Tâches et exercices |
1 - Comment traduiriez-vous en anglais cette phrase de l'extrait sur le Mémorandum sarde : « En le soutenant, on abandonne la voie des réformes pour se jeter dans celle des révolutions. » ?
2 - Rédigez la suite de l'extrait sur le Mémorandum sarde, après sa dernière phrase.

Extrait du document |
D'après le Mémorandum Sarde, tout devrait céder aux exigences des aspirations nationales, et, toutes les fois que l'opinion publique se serait prononcée en faveur de ces aspirations, les autorités existantes n'auraient qu'à abdiquer leur pouvoir devant une pareille manifestation.

Or, une maxime aussi diamétralement opposée aux règles les plus élémentaires du droit des gens ne saurait trouver son application sans les plus graves dangers pour le repos de l'Italie, pour l'équilibre politique et la paix de l'Europe. En le soutenant, on abandonne la voie des réformes pour se jeter dans celle des révolutions. Cependant, c'est en s'appuyant sur le droit absolu de la nationalité italienne et sans avoir à alléguer aucune autre raison que le gouvernement de S. M. le Roi de Sardaigne a demandé au Saint-Siége le renvoi de ses troupes non-italiennes, et que, sans même attendre le refus de celui-ci, il a envahi les États-Pontificaux, dont il occupe à l'heure qu'il est la majeure partie. Sous ce même prétexte, les insurrections qui éclatèrent à la suite de cette invasion ont été soutenues; l'armée, que le Souverain-Pontife avait formée pour maintenir l'ordre public, a été attaquée et dispersée; et loin de s'arrêter dans cette voie, qu'il poursuit au mépris du droit international, le gouvernement Sarde vient de faire donner ordre à son armée de franchir, sur différents points, les frontières du royaume de Naples, dans le but avoué de venir au secours de l'insurrection et d'occuper militairement le pays. En même temps, les Chambres piémontaises sont saisies d'un projet de loi tendant à effectuer de nouvelles annexions en vertu du suffrage universel, et à inviter ainsi les populalations italiennes à déclarer formellement la déchéance de leurs princes. C'est de cette manière que le gouvernement Sarde, tout en invoquant le principe de non-intervention en faveur de l'Italie, ne recule pas devant les infractions les plus flagrantes au même principe dans ses rapports avec les autres États Italiens.

Lignes fournies |
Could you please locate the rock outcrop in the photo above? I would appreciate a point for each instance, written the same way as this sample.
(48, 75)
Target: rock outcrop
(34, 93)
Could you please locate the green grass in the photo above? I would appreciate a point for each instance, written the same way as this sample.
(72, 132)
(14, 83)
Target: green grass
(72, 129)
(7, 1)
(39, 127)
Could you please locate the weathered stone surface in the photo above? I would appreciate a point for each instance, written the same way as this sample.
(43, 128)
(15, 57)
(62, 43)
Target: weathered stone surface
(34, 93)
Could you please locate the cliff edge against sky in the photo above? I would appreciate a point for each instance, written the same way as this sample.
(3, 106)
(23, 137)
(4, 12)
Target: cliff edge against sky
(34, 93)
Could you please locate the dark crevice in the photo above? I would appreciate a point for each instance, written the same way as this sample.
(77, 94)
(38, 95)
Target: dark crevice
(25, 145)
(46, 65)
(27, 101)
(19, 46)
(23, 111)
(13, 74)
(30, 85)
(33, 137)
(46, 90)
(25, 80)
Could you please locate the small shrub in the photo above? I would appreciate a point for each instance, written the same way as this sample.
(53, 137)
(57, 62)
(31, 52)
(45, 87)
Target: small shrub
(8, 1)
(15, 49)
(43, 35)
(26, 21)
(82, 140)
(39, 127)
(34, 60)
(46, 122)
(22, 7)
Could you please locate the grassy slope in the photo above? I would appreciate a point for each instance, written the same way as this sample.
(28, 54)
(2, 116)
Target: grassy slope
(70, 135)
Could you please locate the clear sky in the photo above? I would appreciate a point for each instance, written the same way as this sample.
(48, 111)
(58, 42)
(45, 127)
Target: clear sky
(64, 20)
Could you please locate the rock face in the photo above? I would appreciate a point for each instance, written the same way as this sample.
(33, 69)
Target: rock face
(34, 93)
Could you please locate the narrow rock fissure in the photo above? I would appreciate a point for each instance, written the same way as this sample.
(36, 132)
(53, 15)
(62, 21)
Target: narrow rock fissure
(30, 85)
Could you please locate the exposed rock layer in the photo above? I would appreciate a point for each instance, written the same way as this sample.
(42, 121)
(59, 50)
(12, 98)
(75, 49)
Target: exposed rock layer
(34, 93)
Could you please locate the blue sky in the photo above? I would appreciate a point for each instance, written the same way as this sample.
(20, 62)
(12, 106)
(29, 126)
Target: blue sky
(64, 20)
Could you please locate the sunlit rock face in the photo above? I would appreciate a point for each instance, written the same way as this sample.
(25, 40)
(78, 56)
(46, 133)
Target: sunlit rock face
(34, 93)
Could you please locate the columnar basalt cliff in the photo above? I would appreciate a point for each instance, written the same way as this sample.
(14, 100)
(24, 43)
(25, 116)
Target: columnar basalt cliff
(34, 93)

Liste des réponses |
1 - By upholding it, one abandons the path of reform to throw oneself into that of revolution.

2 -
Appelés à nous prononcer sur de tels actes et de tels principes, nous ne pouvons que les déplorer profondément et sincèrement, et nous croyons remplir un devoir rigoureux en exprimant de la manière la plus explicite et la plus formelle notre désapprobation et des principes et de l'application qu'on a cru devoir en faire.

En vous invitant, monsieur le Comte, à donner lecture de la présente dépêche à M. le comte Cavour, et à lui en laisser copie,

Je saisis cette occasion, etc., etc.

Signé: SCHLEINITZ

N° 3

LE COMTE CAVOUR AU COMTE DE LAUNAY, A BERLIN

Turin, le 29 octobre 1860.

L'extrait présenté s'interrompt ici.